__Saved entries__:
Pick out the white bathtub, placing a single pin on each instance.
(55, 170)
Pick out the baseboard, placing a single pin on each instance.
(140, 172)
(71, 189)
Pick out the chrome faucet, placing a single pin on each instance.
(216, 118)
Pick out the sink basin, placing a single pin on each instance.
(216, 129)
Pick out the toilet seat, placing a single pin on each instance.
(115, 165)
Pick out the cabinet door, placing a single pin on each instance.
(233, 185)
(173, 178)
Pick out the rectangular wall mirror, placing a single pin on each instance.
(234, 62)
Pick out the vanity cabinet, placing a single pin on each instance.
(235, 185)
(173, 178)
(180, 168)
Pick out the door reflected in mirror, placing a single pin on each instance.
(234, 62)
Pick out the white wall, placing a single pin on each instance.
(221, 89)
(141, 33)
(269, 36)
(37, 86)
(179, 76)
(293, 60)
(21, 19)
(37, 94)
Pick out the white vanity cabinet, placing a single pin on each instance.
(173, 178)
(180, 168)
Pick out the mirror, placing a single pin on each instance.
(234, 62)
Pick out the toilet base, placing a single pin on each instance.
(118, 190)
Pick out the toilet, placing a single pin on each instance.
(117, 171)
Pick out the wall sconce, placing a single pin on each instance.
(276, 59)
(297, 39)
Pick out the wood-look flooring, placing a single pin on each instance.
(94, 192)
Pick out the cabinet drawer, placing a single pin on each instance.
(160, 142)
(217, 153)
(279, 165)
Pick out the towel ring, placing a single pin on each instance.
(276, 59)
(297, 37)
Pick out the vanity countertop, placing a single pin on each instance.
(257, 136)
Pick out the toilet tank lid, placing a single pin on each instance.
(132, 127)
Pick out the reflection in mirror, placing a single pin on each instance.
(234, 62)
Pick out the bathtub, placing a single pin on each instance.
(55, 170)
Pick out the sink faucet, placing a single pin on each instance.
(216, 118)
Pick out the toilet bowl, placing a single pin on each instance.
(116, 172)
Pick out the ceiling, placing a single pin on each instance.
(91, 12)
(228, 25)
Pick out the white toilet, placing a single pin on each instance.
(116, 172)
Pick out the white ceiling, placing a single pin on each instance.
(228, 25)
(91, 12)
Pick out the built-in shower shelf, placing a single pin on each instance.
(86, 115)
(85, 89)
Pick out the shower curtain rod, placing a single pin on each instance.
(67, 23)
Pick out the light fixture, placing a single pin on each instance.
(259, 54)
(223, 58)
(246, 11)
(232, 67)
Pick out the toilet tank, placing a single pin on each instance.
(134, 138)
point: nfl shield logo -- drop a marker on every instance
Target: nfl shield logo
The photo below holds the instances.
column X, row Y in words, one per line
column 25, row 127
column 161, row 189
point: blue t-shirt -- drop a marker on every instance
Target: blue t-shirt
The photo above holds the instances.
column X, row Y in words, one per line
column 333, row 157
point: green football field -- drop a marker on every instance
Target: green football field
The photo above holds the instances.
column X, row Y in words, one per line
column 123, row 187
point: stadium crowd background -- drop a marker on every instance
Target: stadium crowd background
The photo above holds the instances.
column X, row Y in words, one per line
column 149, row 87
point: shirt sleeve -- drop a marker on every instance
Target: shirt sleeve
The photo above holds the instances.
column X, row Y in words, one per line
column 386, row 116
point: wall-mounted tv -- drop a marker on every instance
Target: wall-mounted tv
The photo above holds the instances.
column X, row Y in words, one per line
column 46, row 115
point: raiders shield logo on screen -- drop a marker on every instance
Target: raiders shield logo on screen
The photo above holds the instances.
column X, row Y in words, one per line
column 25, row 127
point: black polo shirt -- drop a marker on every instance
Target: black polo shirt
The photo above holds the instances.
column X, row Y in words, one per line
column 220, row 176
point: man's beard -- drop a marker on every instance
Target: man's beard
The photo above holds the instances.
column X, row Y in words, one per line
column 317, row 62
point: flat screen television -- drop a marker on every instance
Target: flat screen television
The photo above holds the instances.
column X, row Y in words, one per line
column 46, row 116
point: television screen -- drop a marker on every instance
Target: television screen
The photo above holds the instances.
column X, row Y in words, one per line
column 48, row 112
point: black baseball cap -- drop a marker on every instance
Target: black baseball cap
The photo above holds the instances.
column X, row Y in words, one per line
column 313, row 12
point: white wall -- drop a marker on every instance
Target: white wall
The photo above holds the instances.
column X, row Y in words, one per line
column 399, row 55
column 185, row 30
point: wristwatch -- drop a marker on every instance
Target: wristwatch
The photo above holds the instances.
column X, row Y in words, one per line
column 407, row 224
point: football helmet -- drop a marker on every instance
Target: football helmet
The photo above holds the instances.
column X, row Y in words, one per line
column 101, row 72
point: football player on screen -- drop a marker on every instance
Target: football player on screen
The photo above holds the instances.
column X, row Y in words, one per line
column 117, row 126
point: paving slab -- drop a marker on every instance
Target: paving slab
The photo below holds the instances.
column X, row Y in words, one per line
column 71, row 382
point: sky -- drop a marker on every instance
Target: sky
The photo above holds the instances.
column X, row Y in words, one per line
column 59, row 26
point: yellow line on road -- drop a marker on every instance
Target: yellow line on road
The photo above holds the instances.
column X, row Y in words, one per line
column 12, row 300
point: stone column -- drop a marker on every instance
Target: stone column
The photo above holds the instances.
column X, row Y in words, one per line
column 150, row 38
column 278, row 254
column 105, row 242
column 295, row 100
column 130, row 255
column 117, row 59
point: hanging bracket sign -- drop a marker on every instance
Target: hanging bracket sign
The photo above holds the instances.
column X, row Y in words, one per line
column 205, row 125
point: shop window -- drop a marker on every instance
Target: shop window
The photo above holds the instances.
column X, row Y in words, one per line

__Activity__: Reply by returning the full set of records above exactly.

__Answer box__:
Pick out the white bathtub, placing a single pin on each instance.
(55, 170)
Pick out the baseboard, placing a single pin on each instance.
(140, 172)
(71, 189)
Pick out the chrome faucet, placing a single pin on each instance.
(216, 118)
Pick out the sink basin, placing a single pin on each instance.
(216, 129)
Pick out the toilet seat, placing a single pin on each instance.
(115, 165)
Pick out the cabinet door, placing a single pin on each instance.
(233, 185)
(173, 178)
Pick out the rectangular wall mirror, placing a single pin on each instance.
(234, 62)
Pick out the vanity cabinet, placing a single pin on each instance.
(235, 185)
(173, 178)
(180, 168)
Pick out the door reflected in mirror, placing a single pin on each instance.
(234, 62)
Pick out the white wall, placing a single pin on each instance.
(221, 89)
(141, 33)
(269, 36)
(37, 86)
(179, 76)
(293, 60)
(21, 19)
(37, 94)
Pick out the white vanity cabinet, placing a single pin on each instance.
(173, 178)
(180, 168)
Pick out the mirror, placing a single pin on each instance.
(234, 62)
Pick out the toilet base, placing a single pin on each instance.
(118, 190)
Pick out the toilet, placing a single pin on each instance.
(117, 171)
Pick out the wall sconce, placing a single pin on each instance.
(276, 59)
(297, 39)
Pick out the wood-look flooring, placing a single pin on each instance.
(94, 192)
Pick out the cabinet drawer, placing a single pin on each instance.
(160, 142)
(217, 153)
(279, 165)
Pick out the towel ring, placing a single pin on each instance.
(276, 59)
(297, 37)
Pick out the vanity countertop, placing a single pin on each instance.
(257, 136)
Pick out the toilet tank lid, placing a single pin on each instance.
(132, 127)
Pick out the reflection in mirror, placing a single pin on each instance.
(234, 62)
Pick out the bathtub, placing a single pin on each instance.
(55, 170)
Pick out the sink faucet, placing a single pin on each instance.
(216, 118)
Pick out the toilet bowl, placing a single pin on each instance.
(116, 172)
Pick out the ceiling, placing a single pin on each instance.
(91, 12)
(228, 25)
Pick out the white toilet, placing a single pin on each instance.
(116, 172)
Pick out the white ceiling, placing a single pin on each instance.
(228, 25)
(91, 12)
Pick out the built-in shower shelf, placing a single pin on each instance.
(86, 115)
(85, 89)
Pick out the shower curtain rod, placing a single pin on each instance.
(67, 23)
Pick out the light fixture, placing a single pin on each instance.
(259, 54)
(223, 58)
(246, 11)
(232, 67)
Pick out the toilet tank, placing a single pin on each instance.
(134, 138)
point: nfl shield logo -- drop a marker on every instance
Target: nfl shield logo
The photo below holds the instances.
column X, row Y in words, one per line
column 25, row 127
column 161, row 189
point: blue t-shirt -- drop a marker on every instance
Target: blue t-shirt
The photo above holds the instances.
column X, row Y in words, one per line
column 333, row 157
point: green football field -- drop a marker on every instance
Target: green football field
The photo above holds the instances.
column X, row Y in words, one per line
column 123, row 187
point: stadium crowd background -- drop a marker on every instance
Target: stadium crowd background
The photo above holds the instances.
column X, row Y in words, one per line
column 149, row 87
point: shirt sleeve -- drop a marker on every instance
Target: shirt sleeve
The photo above holds the instances.
column X, row Y in words, one per line
column 386, row 116
point: wall-mounted tv -- drop a marker on every instance
Target: wall-mounted tv
The photo above holds the instances.
column X, row Y in words, one per line
column 46, row 115
point: raiders shield logo on screen -- drop a marker on every instance
Target: raiders shield logo on screen
The photo above holds the instances.
column X, row Y in words, one per line
column 25, row 127
point: black polo shirt -- drop a marker on every instance
Target: black polo shirt
The photo above holds the instances.
column X, row Y in words, one per line
column 220, row 176
point: man's beard -- drop a marker on every instance
Target: man's beard
The photo above holds the instances.
column X, row Y in words, one per line
column 317, row 62
point: flat screen television -- drop a marker on every instance
Target: flat screen television
The photo above holds the instances.
column X, row Y in words, one per line
column 46, row 116
point: television screen -- drop a marker on every instance
Target: television screen
The photo above holds the instances.
column X, row Y in words, one per line
column 48, row 112
point: black baseball cap -- drop a marker on every instance
Target: black baseball cap
The photo above holds the instances.
column X, row Y in words, one per line
column 313, row 12
point: white wall -- drop a marker on every instance
Target: white wall
The photo above holds the instances.
column X, row Y in words, one per line
column 399, row 55
column 185, row 30
point: wristwatch -- drop a marker on every instance
Target: wristwatch
The photo above holds the instances.
column X, row Y in words, one per line
column 407, row 224
point: football helmet -- drop a marker on every instance
Target: football helmet
The photo above holds the instances.
column X, row Y in words, one per line
column 101, row 72
point: football player on screen -- drop a marker on every instance
Target: football player on screen
The photo above holds the instances.
column X, row Y in words, one per line
column 117, row 126
point: paving slab -- drop a marker on every instance
Target: paving slab
The photo below holds the instances.
column X, row Y in words, one per line
column 71, row 382
point: sky -- drop a marker on every instance
Target: sky
The photo above holds the instances.
column X, row Y in words, one per line
column 59, row 26
point: yellow line on road -- drop a marker on every instance
Target: yellow line on road
The photo above holds the instances.
column X, row Y in words, one per line
column 12, row 300
point: stone column -- drop a marker on every instance
Target: stone column
The photo above holds the instances.
column X, row Y in words, one per line
column 150, row 38
column 278, row 254
column 105, row 242
column 295, row 100
column 130, row 255
column 117, row 59
point: hanging bracket sign -- drop a marker on every instance
Target: hanging bracket sign
The photo above holds the instances.
column X, row Y in words, one per line
column 205, row 125
point: shop window -- drop a marker on every instance
Target: shop window
The photo above holds the instances.
column X, row Y in words, one per line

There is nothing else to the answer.